- **EXERCISE TASK**: Retype the entries below word for word, beginning at the line that contains "308, row 33." and stopping after the line that contains "column 417, row 175".

- **SUPPLIED ENTRIES**:
--- START ---
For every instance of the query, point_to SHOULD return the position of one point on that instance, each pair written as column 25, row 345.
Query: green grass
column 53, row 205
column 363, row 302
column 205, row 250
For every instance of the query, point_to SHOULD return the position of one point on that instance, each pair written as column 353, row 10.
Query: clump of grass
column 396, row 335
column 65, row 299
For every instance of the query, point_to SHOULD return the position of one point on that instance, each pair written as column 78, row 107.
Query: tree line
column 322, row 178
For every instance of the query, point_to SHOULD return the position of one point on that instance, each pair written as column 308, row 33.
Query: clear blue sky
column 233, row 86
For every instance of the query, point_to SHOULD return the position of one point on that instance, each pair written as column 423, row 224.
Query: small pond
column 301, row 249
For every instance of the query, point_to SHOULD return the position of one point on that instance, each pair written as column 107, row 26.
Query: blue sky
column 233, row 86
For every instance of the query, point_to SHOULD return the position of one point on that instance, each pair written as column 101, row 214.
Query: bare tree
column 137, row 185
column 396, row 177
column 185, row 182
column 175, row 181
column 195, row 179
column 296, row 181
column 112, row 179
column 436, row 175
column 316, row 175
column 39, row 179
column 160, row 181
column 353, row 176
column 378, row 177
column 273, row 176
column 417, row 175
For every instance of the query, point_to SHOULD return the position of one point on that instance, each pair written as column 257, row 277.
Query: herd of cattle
--- END ---
- **SOLUTION FOR THIS PROBLEM**:
For every instance of the query, point_to SHOULD return the position of one point on that instance, each pair written as column 308, row 33.
Query: clear blue sky
column 233, row 86
For every instance of the query, point_to SHOULD return the position of one point on that instance, each pair written as column 423, row 224.
Query: small pond
column 301, row 249
For every instance of the query, point_to SHOULD return the position of one point on that instance, each pair written as column 107, row 26.
Query: blue sky
column 233, row 86
For every instance of the query, point_to SHOULD return the position of one point on that instance, each pair written as column 101, row 214.
Query: bare tree
column 137, row 185
column 396, row 177
column 185, row 182
column 175, row 181
column 195, row 179
column 296, row 181
column 112, row 179
column 436, row 175
column 316, row 175
column 39, row 179
column 160, row 181
column 353, row 176
column 378, row 177
column 273, row 176
column 417, row 175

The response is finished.